[Start of Attachment]

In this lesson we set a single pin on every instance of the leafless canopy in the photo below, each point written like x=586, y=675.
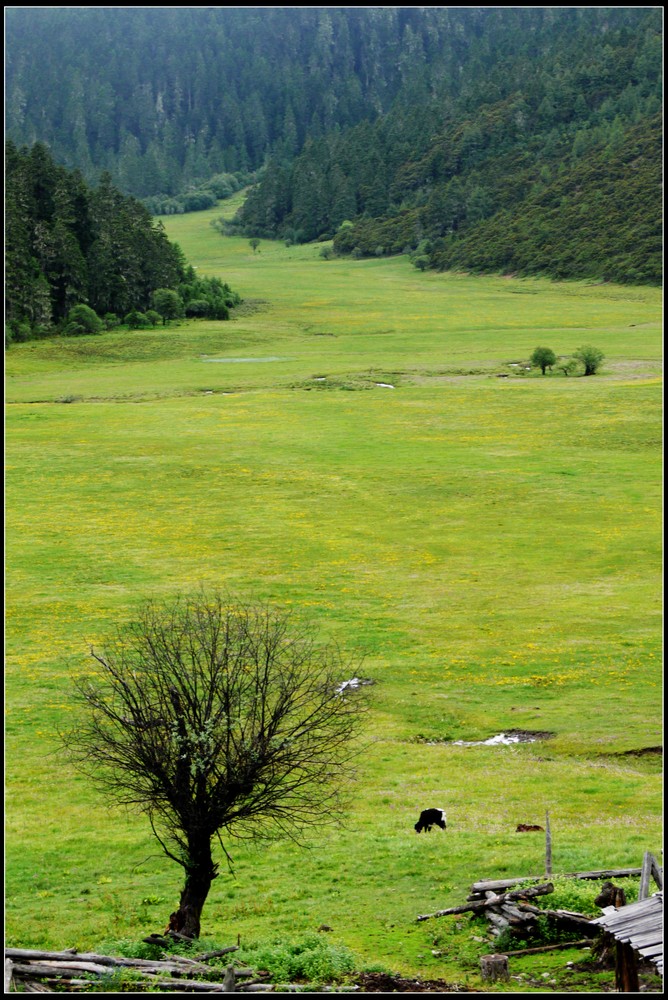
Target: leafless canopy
x=211, y=715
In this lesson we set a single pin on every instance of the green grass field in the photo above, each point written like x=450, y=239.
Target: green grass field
x=490, y=545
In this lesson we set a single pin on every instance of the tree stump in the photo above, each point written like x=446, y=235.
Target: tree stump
x=494, y=968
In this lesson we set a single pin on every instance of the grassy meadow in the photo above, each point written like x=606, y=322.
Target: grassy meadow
x=345, y=446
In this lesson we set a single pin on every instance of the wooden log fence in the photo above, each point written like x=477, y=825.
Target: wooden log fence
x=49, y=971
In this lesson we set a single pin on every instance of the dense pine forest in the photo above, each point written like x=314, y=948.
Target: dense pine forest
x=82, y=259
x=523, y=140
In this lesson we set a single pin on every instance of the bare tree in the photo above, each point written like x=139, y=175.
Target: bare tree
x=218, y=718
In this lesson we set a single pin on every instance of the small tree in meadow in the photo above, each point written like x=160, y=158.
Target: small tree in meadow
x=567, y=366
x=168, y=303
x=81, y=319
x=216, y=718
x=591, y=358
x=543, y=358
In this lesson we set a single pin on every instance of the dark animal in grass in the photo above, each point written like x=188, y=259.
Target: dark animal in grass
x=429, y=818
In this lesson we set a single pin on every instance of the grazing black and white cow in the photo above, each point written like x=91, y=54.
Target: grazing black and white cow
x=429, y=818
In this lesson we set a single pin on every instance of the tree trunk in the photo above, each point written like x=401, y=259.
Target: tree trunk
x=200, y=873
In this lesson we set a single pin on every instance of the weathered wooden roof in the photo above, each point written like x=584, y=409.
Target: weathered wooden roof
x=638, y=924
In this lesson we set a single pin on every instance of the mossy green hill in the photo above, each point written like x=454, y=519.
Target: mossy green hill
x=344, y=446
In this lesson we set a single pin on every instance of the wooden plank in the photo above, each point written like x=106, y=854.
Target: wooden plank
x=646, y=871
x=548, y=845
x=484, y=884
x=491, y=900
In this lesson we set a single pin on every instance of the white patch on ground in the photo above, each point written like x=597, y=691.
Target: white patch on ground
x=352, y=684
x=500, y=740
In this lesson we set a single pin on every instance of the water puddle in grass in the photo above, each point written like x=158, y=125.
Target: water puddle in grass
x=505, y=739
x=238, y=361
x=509, y=738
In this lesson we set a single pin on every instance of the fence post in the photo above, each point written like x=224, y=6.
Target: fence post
x=548, y=845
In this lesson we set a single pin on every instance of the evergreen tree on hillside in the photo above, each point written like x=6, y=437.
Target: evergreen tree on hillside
x=69, y=245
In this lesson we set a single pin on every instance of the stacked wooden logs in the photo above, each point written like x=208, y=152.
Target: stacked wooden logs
x=69, y=971
x=507, y=908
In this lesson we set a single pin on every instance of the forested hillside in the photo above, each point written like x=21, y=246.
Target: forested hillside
x=479, y=138
x=549, y=160
x=78, y=258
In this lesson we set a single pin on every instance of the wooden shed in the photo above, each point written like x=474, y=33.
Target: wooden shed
x=638, y=930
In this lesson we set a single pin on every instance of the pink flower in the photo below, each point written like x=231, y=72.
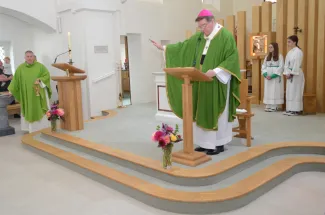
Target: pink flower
x=167, y=139
x=157, y=136
x=170, y=129
x=60, y=112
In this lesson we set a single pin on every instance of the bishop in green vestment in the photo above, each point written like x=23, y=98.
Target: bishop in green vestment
x=31, y=87
x=214, y=52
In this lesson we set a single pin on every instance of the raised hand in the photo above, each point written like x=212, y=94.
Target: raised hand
x=159, y=46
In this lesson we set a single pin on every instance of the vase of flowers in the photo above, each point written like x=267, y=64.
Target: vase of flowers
x=53, y=115
x=166, y=136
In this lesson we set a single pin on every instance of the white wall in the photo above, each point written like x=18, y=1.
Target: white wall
x=19, y=34
x=143, y=20
x=98, y=32
x=43, y=10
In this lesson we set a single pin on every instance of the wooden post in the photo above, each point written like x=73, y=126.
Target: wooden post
x=256, y=67
x=241, y=40
x=266, y=28
x=292, y=14
x=187, y=115
x=311, y=50
x=230, y=24
x=320, y=90
x=281, y=30
x=303, y=36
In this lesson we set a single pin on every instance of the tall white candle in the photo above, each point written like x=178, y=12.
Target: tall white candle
x=69, y=45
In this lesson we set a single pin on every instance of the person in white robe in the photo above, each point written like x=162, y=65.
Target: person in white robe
x=295, y=78
x=272, y=70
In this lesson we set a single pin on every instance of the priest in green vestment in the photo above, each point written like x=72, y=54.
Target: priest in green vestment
x=31, y=87
x=213, y=51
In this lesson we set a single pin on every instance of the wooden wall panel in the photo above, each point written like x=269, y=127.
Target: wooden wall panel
x=256, y=67
x=221, y=22
x=281, y=25
x=311, y=71
x=303, y=36
x=320, y=87
x=241, y=39
x=256, y=21
x=266, y=17
x=230, y=24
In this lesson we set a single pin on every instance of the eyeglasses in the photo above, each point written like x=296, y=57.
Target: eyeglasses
x=202, y=27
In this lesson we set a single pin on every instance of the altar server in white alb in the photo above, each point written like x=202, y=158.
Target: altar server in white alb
x=272, y=70
x=295, y=78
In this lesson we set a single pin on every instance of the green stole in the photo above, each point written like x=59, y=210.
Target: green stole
x=33, y=107
x=209, y=98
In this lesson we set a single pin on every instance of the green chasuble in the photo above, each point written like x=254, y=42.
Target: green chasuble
x=209, y=98
x=22, y=87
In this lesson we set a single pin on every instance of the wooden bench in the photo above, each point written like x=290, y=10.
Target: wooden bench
x=13, y=109
x=244, y=129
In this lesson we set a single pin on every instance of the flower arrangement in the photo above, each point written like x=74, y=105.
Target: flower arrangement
x=166, y=136
x=54, y=114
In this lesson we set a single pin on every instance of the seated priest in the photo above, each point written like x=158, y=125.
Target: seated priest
x=31, y=87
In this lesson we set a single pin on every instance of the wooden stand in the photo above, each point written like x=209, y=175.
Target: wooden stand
x=70, y=97
x=188, y=156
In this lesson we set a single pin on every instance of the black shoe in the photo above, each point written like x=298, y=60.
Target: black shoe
x=17, y=116
x=212, y=152
x=199, y=149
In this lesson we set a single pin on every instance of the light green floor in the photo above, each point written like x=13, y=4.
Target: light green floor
x=33, y=185
x=133, y=126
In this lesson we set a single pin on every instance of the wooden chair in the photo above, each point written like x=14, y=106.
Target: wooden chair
x=244, y=129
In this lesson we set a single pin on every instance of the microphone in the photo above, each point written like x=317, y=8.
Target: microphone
x=61, y=54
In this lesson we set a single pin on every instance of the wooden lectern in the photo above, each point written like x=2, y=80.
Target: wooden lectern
x=188, y=156
x=70, y=97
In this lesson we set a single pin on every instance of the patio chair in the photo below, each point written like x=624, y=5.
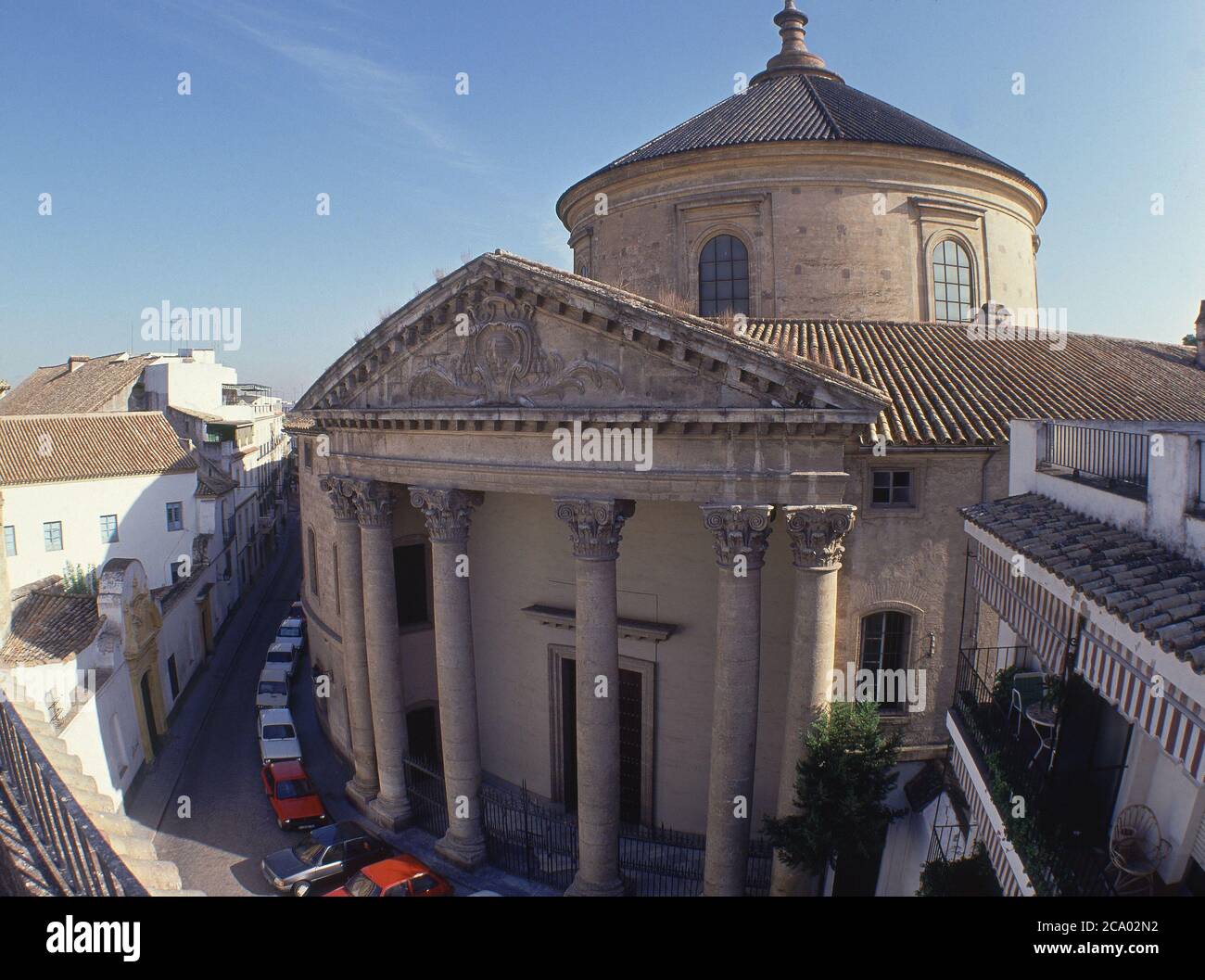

[End of Attachment]

• Problem to solve: Everything in the listing must be copied exactly except the pictures.

• Worked solution:
In this lesson we set a single pin on every instance of the leafless canopy in the photo below, each point written like x=586, y=675.
Target: leafless canopy
x=211, y=715
In this lesson we set a single pin on every instance of the green grass field in the photo above, each point written like x=450, y=239.
Target: green grass field
x=490, y=545
In this lesson we set a single pin on every instance of the tree stump in the photo above, each point written like x=446, y=235.
Target: tree stump
x=494, y=968
In this lesson we set a single pin on every instance of the grassy meadow in the photo above, each point written like x=606, y=322.
Target: grassy meadow
x=345, y=446
In this lesson we set a single pin on every instance of the wooden log fence in the photo above, each point written like x=477, y=825.
Target: wooden log fence
x=49, y=971
In this lesson we set a single pin on every instance of the dense pine forest in the photo above, each point written like x=314, y=948.
Target: dense pine forest
x=82, y=259
x=523, y=140
In this lesson we set a single pin on every instance of the bare tree in the photo above, each point written like x=139, y=175.
Target: bare tree
x=218, y=718
In this lesson we set a single pin on every instance of the small tree in meadow in the photo above, each point written like x=160, y=158.
Target: small tree in meadow
x=567, y=366
x=168, y=303
x=81, y=319
x=216, y=718
x=591, y=358
x=543, y=358
In this lesson we set a single pin on every instance of the dark animal in grass in the photo above, each point written like x=188, y=259.
Target: dark animal in grass
x=429, y=818
In this lesson we set a single pin on every instance of the grazing black and white cow in the photo above, each point written like x=91, y=54.
Target: grazing black and white cow
x=429, y=818
In this lesson we set a single pin on every instance of the tree trunk in the photo above, each point written like x=401, y=259.
Target: tree trunk
x=200, y=873
In this lesson we set a single pin on every instance of the weathered wooden roof in the photo above, each point written like x=584, y=409.
Target: weathered wooden roof
x=638, y=924
In this lesson we set a single pin on every instance of the mossy green hill in the photo above, each point written like x=454, y=519.
Target: mossy green hill
x=344, y=446
In this lesson we set a single pin on every instance of the wooden plank in the photo above, each point written like x=106, y=854.
Target: wooden plank
x=646, y=871
x=548, y=845
x=484, y=884
x=491, y=900
In this lesson we set a single pin on every instance of the white patch on ground in the photo above, each point written like x=597, y=691.
Target: white patch on ground
x=352, y=684
x=500, y=740
In this lesson we set a single pin on every instance of the water puddle in grass in the photo above, each point written like x=158, y=125.
Target: water puddle in grass
x=505, y=739
x=238, y=361
x=509, y=738
In this lesson we set a single pin on every instance of the fence post in the photo above, each point written like x=224, y=6.
Target: fence post
x=548, y=845
In this lesson we set a single pin on every instance of the evergreen tree on hillside in the photo above, each point written like x=6, y=437.
Target: evergreen tree on hillside
x=69, y=245
In this lesson we set a single pin on every instance of the stacked wooden logs in the photo above, each point written like x=208, y=152.
Target: stacked wooden logs
x=69, y=971
x=507, y=908
In this lesson we set a single pin on every instance of the forested hillside in the photo above, each point written like x=21, y=246.
Target: forested hillside
x=479, y=138
x=549, y=160
x=78, y=258
In this lesson we set a single pin on every instance of the wooden shed in the photo above, each point written like x=474, y=33.
Target: wooden shed
x=638, y=930
In this lesson we set a single pin on every instance of the pink flower in the photo below, each point written like x=231, y=72.
Target: pink flower
x=167, y=139
x=157, y=136
x=170, y=129
x=60, y=112
In this lesson we set a single pin on every instance of the bishop in green vestment in the photo above, each point written like x=23, y=98.
Target: bishop in green vestment
x=31, y=87
x=214, y=52
In this lesson we set a single pin on every instance of the raised hand in the photo above, each point written like x=212, y=94.
Target: raised hand
x=159, y=46
In this lesson we set a single pin on every instance of the vase of flowers in the photo above, each point written like x=267, y=64.
Target: vase of flowers
x=53, y=115
x=166, y=136
In this lesson we set a single pin on every instance of the white wall in the photo above, each point written like x=18, y=1.
Target: white wall
x=19, y=34
x=143, y=20
x=98, y=32
x=43, y=10
In this lesson we set a single pin on every instance of the wooden post in the photo above, each point written like x=73, y=126.
Target: wooden post
x=256, y=67
x=241, y=40
x=266, y=28
x=292, y=14
x=187, y=115
x=311, y=50
x=230, y=24
x=320, y=90
x=281, y=30
x=303, y=36
In this lesson we set a single pin on every instance of the tall white candle in the photo above, each point written like x=178, y=12.
Target: tall white candle
x=69, y=45
In this lesson we set a single pin on every instance of the person in white robe in the photo above, each point written like x=162, y=65.
Target: person in white robe
x=295, y=78
x=272, y=70
In this lesson we set a single pin on every instance of the priest in green vestment in the photo above, each point written like x=72, y=54.
Target: priest in green vestment
x=31, y=87
x=213, y=51
In this lesson we set a single pin on every instance of the wooden wall panel in the photo above, each point written like x=269, y=127.
Target: wooden wall panel
x=256, y=67
x=221, y=22
x=281, y=25
x=311, y=71
x=303, y=36
x=320, y=87
x=241, y=39
x=256, y=21
x=266, y=17
x=230, y=24
In this lesson we set a single pin on every instance of the eyeglasses in the photo above, each point written like x=296, y=57.
Target: eyeglasses
x=202, y=27
In this lesson we set a single pin on every instance of the altar server in white alb in the photo above, each point written like x=202, y=158.
Target: altar server in white alb
x=272, y=70
x=295, y=78
In this lesson we set a single pin on every instance of the green stole in the photo above, each point written like x=59, y=210.
Target: green stole
x=33, y=107
x=209, y=98
In this lesson we set a single pin on every instance of the green chasuble in the photo above, each point written like x=254, y=42.
Target: green chasuble
x=209, y=98
x=22, y=87
In this lesson we set a single pin on every instance of the wooden bench in the photo above, each point written like x=290, y=10.
Target: wooden bench
x=13, y=109
x=244, y=129
In this lesson we set a single pin on every instance of the flower arrangement in the photo above, each point written like x=74, y=105.
Target: flower arrangement
x=166, y=136
x=54, y=114
In this lesson we set a single pin on every instance of the seated priest in the photo above, each point written like x=158, y=125.
Target: seated priest
x=31, y=87
In this lesson we set a single pin on every instance of the wooden stand in the photo above, each point written like x=209, y=175.
Target: wooden stand
x=70, y=97
x=188, y=156
In this lesson we set a single pin on every instance of the black shoe in the photo above, each point written like x=298, y=60.
Target: black shoe
x=17, y=116
x=212, y=152
x=199, y=149
In this lesson we set a single pin on every instance of the light green floor in the photo above, each point written like x=13, y=4.
Target: light green floor
x=33, y=185
x=133, y=126
In this lesson we set a single pin on every instance of the wooden chair in the photo above, each point written like x=14, y=106.
Target: wooden chair
x=244, y=129
In this lesson we set a single pin on every instance of the microphone in the photo above, each point written like x=317, y=8.
Target: microphone
x=61, y=54
In this lesson we set a single pin on every instance of the wooden lectern in the photo above, each point written like x=2, y=80.
Target: wooden lectern
x=188, y=156
x=70, y=97
In this lesson we set a single pin on every instance of the patio chair in the photo below, each point written like x=624, y=5.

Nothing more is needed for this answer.